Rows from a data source
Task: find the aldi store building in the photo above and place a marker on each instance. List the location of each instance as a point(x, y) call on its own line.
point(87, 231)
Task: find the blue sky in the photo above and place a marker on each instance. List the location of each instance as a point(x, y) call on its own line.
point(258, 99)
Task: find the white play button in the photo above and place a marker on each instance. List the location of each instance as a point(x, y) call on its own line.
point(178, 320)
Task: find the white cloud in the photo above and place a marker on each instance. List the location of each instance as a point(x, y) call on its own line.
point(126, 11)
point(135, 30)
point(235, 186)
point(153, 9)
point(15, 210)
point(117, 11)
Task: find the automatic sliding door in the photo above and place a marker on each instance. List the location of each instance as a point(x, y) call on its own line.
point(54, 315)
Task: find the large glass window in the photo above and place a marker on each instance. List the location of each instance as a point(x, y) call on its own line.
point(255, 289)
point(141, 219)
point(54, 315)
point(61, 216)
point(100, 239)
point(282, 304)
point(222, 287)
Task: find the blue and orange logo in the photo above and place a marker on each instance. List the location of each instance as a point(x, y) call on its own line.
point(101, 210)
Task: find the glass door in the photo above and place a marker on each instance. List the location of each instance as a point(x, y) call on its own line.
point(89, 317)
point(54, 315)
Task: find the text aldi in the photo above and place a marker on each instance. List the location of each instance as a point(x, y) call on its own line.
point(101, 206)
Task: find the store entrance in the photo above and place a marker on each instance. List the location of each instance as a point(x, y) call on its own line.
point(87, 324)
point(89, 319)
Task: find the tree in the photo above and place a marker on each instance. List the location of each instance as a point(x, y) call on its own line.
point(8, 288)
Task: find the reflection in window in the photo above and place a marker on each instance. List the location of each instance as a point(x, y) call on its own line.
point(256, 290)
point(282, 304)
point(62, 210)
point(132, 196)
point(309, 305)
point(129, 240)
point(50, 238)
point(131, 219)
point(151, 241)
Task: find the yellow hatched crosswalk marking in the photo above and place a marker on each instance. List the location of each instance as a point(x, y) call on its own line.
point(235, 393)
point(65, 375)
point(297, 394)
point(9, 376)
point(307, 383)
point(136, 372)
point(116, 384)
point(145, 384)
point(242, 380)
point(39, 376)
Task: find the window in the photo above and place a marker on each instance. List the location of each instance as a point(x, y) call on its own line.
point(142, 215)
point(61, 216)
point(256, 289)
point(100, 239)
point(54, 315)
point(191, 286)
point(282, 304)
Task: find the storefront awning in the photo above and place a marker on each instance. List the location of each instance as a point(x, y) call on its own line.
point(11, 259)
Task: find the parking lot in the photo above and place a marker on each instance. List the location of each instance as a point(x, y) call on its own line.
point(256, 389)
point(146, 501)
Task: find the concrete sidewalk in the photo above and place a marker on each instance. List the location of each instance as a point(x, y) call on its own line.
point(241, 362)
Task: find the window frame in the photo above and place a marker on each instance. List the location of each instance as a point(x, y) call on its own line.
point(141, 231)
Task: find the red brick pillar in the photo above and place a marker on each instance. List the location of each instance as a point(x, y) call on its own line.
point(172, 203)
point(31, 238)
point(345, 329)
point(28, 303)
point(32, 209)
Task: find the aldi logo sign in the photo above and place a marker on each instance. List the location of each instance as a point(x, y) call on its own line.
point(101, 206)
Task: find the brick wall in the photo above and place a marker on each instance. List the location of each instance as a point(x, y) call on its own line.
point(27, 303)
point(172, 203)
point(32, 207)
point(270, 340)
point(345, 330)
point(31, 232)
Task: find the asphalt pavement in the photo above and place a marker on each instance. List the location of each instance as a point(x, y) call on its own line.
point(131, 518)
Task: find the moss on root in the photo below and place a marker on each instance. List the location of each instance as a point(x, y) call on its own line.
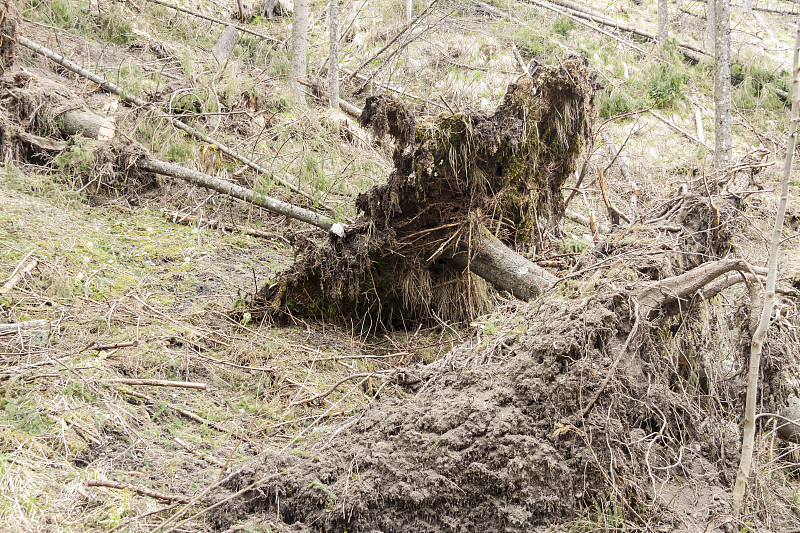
point(453, 174)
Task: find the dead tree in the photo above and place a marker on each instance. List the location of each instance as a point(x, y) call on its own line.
point(722, 84)
point(297, 64)
point(333, 69)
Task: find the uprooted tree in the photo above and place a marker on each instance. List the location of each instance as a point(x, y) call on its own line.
point(610, 389)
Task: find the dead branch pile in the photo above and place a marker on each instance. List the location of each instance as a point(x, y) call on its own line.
point(457, 177)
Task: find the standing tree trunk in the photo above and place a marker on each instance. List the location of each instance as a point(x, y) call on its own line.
point(711, 26)
point(748, 437)
point(297, 66)
point(333, 59)
point(722, 84)
point(663, 21)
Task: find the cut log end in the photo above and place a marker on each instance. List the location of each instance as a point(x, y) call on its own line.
point(88, 124)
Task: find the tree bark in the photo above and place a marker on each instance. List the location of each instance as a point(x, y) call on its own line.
point(748, 437)
point(663, 21)
point(236, 191)
point(722, 84)
point(107, 85)
point(88, 124)
point(333, 69)
point(297, 65)
point(711, 26)
point(504, 268)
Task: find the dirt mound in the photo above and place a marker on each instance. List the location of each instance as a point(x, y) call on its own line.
point(454, 175)
point(519, 432)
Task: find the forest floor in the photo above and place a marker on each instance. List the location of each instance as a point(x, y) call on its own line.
point(463, 426)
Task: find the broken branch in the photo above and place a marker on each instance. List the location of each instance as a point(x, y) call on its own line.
point(158, 383)
point(107, 85)
point(139, 490)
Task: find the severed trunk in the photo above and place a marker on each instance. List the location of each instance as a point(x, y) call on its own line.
point(722, 84)
point(297, 65)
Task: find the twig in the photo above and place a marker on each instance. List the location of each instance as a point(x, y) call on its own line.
point(188, 220)
point(613, 369)
point(520, 61)
point(115, 345)
point(139, 517)
point(19, 327)
point(680, 130)
point(330, 390)
point(18, 274)
point(390, 87)
point(237, 191)
point(585, 221)
point(201, 455)
point(107, 85)
point(402, 32)
point(140, 490)
point(218, 21)
point(614, 213)
point(157, 383)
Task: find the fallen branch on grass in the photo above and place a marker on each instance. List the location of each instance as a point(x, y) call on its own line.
point(19, 327)
point(139, 490)
point(19, 272)
point(205, 457)
point(236, 191)
point(157, 383)
point(189, 220)
point(216, 20)
point(107, 85)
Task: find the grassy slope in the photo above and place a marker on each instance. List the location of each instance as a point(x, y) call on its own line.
point(119, 272)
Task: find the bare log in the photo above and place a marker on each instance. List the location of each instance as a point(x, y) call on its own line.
point(88, 124)
point(215, 20)
point(749, 429)
point(689, 50)
point(505, 269)
point(188, 220)
point(19, 327)
point(158, 383)
point(656, 296)
point(107, 85)
point(236, 191)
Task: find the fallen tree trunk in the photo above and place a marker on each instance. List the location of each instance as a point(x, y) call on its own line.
point(504, 268)
point(692, 52)
point(236, 191)
point(88, 124)
point(107, 85)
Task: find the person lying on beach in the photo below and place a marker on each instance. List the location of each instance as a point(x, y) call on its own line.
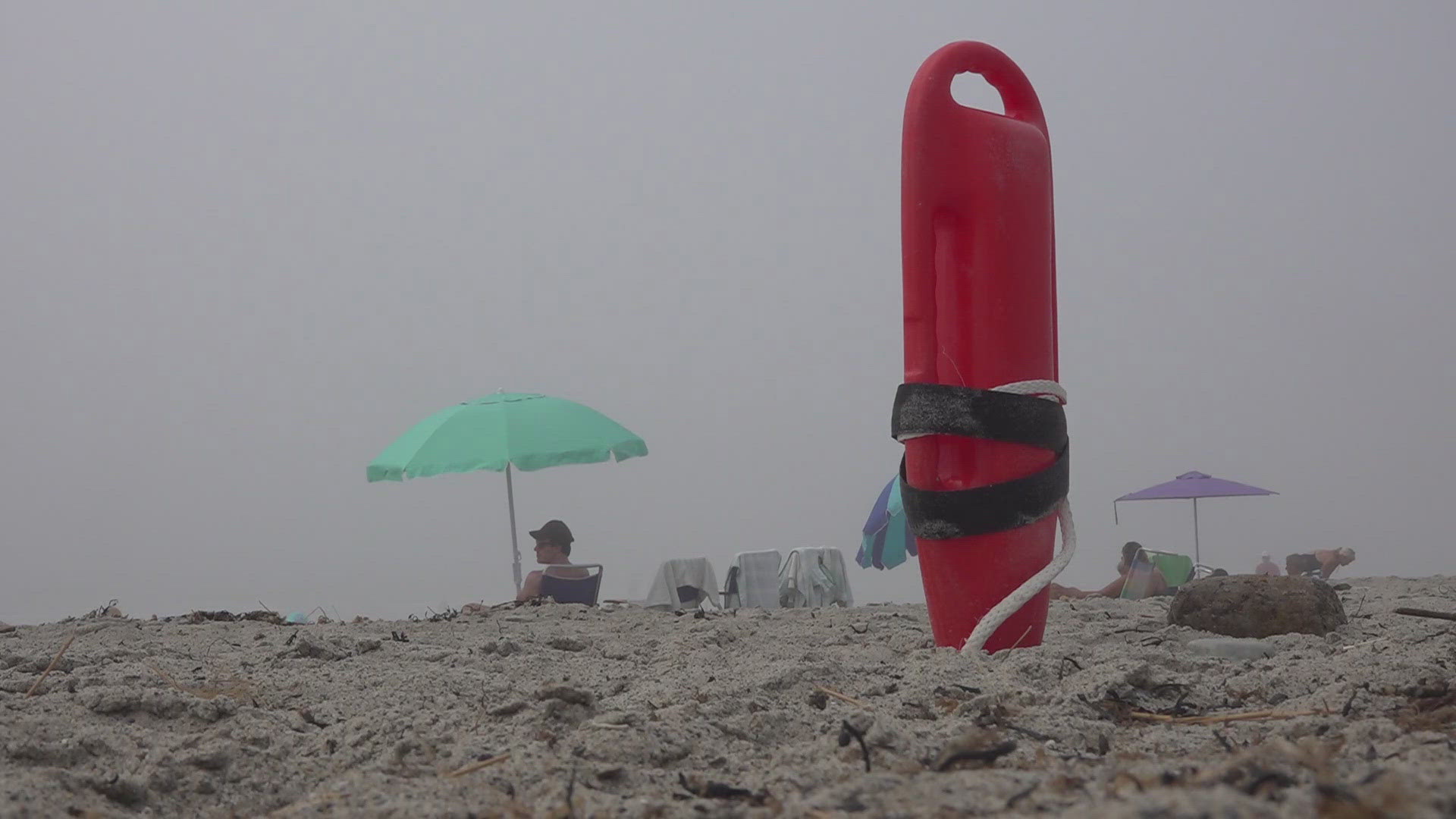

**Task requirements:** Update the rows above by replacing each "place a marker on" with "mark" and keeping everything else unchanged. Omit the pictures from your output.

**Task answer:**
Task: find the aldi store building in the photo above and mark each instance. List the location of each instance as a point(x, y) call on its own line.
point(87, 231)
Task: find the blue sky in the photo above and mark each instance. List the location of each instance as a point(x, y) call on its own line.
point(258, 99)
Task: find the white play button in the photo above and mark each instance. List the location of each instance as a point(x, y) call on its own line.
point(178, 320)
Task: find the white cloud in the photo above and mark each instance. List the location of each instance as a point(x, y) call on its own line.
point(126, 11)
point(135, 30)
point(235, 186)
point(153, 9)
point(15, 210)
point(117, 11)
Task: find the automatic sliding door in the photo above and mark each instance. List the location of each instance as a point(x, y) call on its own line.
point(54, 315)
Task: find the large glass window in the photo above and mark each instance. List the location of each instance as a point(x, y) call on its own line.
point(255, 289)
point(141, 219)
point(54, 315)
point(61, 216)
point(100, 239)
point(282, 304)
point(222, 287)
Task: find the blue and orange logo in the photo above and mark each instance. List the location of each instance as a point(x, y) call on its own line.
point(101, 210)
Task: find the glass door in the photo above and mark each instance. List the location of each instance as a point(x, y) call on its own line.
point(89, 317)
point(54, 315)
Task: find the text aldi in the photo above and mark each instance. List the location of each instance as a point(x, y) call on its own line.
point(101, 206)
Task: find the store entrance in the photo above and mark each instance. List the location of each instance as a point(x, y) call on its own line.
point(87, 324)
point(89, 319)
Task: find the tree in the photo above and mark each instance. List the location of each instance as a point(x, y) call on its own line.
point(8, 288)
Task: find the reflection in window in the photo above and mark each instance. List the location of each instance as a point(x, y) call on its own line.
point(256, 290)
point(282, 304)
point(62, 210)
point(132, 196)
point(309, 305)
point(129, 240)
point(50, 238)
point(131, 219)
point(151, 241)
Task: find the yellow hatched crosswalk marking in the photo above and mark each instance. List the location of each instance as a point(x, y) call on its own line.
point(235, 393)
point(65, 375)
point(297, 394)
point(9, 376)
point(307, 383)
point(136, 372)
point(116, 384)
point(145, 384)
point(242, 380)
point(39, 376)
Task: find the window in the photo above and mark each instance. List the location of each instance as a point(x, y) call on its own line.
point(142, 215)
point(61, 216)
point(256, 289)
point(100, 239)
point(54, 315)
point(191, 286)
point(282, 304)
Task: find the storefront awning in the photo above and mark each instance. List the location of each instance as a point(x, y) call on its own line.
point(11, 259)
Task: find the parking lot in the photo above and mark each instance. List the location of each instance as a point(x, y) call on its own line.
point(256, 389)
point(146, 501)
Task: find the concrete sidewalk in the photo above and mark each instance. List the location of each instance as a point(x, y) call on its own line.
point(241, 362)
Task: find the window frame in the photo above and mark each instance. List the location of each instance as a point(x, y) call on its own line.
point(141, 231)
Task: find the red brick pillar in the photo above and mark each instance. List the location of each instance as a point(x, y) call on its own line.
point(172, 203)
point(31, 238)
point(345, 329)
point(28, 303)
point(32, 209)
Task: find the aldi logo sign in the photo above and mark each instance. List the location of each instance as a point(x, y) call on its own line.
point(101, 206)
Task: find the brick wall in the photo above and mark each instance. List the location of each instance as a point(x, y) call on its own line.
point(27, 303)
point(172, 203)
point(32, 207)
point(270, 340)
point(345, 330)
point(31, 232)
Task: find the asphalt pavement in the photo above and mark each instance. List the location of each instance as a point(x, y) call on its own line.
point(131, 518)
Task: find the moss on root in the photo below and mark each instance. List the location of each instance as a point(x, y) call on its own line.
point(453, 174)
Task: find the dead tree in the photo above and mark each instance. List the location of each instance as a point(x, y) call on its own line.
point(722, 84)
point(297, 64)
point(333, 69)
Task: find the uprooted tree in the photo above and mark each instance. List the location of each instance as a point(x, y) call on its own line.
point(610, 389)
Task: find the dead branch pile in the photo above and mark each instance. List the location of each instance as a point(x, y) call on its own line.
point(457, 177)
Task: find the standing tree trunk in the photo above and mark each instance. List the location of each instance as a point(x, y) call on its own line.
point(711, 26)
point(748, 437)
point(297, 66)
point(333, 59)
point(722, 84)
point(663, 21)
Task: find the cut log end in the photo above and mark each instance. List the location of each instance as a point(x, y) call on its own line.
point(88, 124)
Task: find the tree bark in the photo above and mark each instance. List the location of each instance as a point(x, y) call on its own line.
point(748, 437)
point(663, 21)
point(236, 191)
point(722, 84)
point(107, 85)
point(88, 124)
point(333, 69)
point(297, 65)
point(711, 26)
point(504, 268)
Task: find the dirt mound in the photo above and mark each instance. List the location of each instance as a point(x, y) call on its own line.
point(454, 175)
point(519, 432)
Task: find the forest floor in the photo above and mark each instance. List the location of each instance as a point(x, y) call on its own line.
point(463, 426)
Task: find the broken branch in the photo above and mark each instance. List the location of each instance as a point(x, y) call on its own line.
point(158, 383)
point(107, 85)
point(139, 490)
Task: find the severed trunk in the photo above and mark each instance. List the location of each instance as a point(x, y) call on its own line.
point(722, 84)
point(297, 65)
Task: find the twig in the photo above and mark each instance. List the location of each instance as a point(x, y) call on its own line.
point(188, 220)
point(613, 369)
point(520, 61)
point(115, 345)
point(139, 517)
point(19, 327)
point(680, 130)
point(330, 390)
point(18, 274)
point(390, 87)
point(237, 191)
point(585, 221)
point(201, 455)
point(107, 85)
point(402, 32)
point(140, 490)
point(218, 21)
point(614, 213)
point(157, 383)
Task: find the fallen branch on grass in the photo above and mark each instance. List the location of each instance as a point(x, y) call on its own line.
point(19, 327)
point(139, 490)
point(19, 272)
point(205, 457)
point(236, 191)
point(157, 383)
point(189, 220)
point(216, 20)
point(107, 85)
Task: find the grassy slope in the photo above and mark each instance. List the location of each instance as a point(x, y) call on its own line.
point(119, 272)
Task: find the bare log in the photo above and mark each instance. List the location of each instance as a point(x, y) call on its own line.
point(88, 124)
point(215, 20)
point(749, 429)
point(689, 50)
point(505, 269)
point(188, 220)
point(19, 327)
point(158, 383)
point(656, 296)
point(107, 85)
point(236, 191)
Task: find the fallen tree trunk in the photo above and mark each instance. List the location of each instance as a point(x, y) call on its own line.
point(504, 268)
point(692, 52)
point(236, 191)
point(88, 124)
point(107, 85)
Task: find the person lying on beach in the photo below and mark each instance. List the location of each instance as a point(x, y) call on its own line.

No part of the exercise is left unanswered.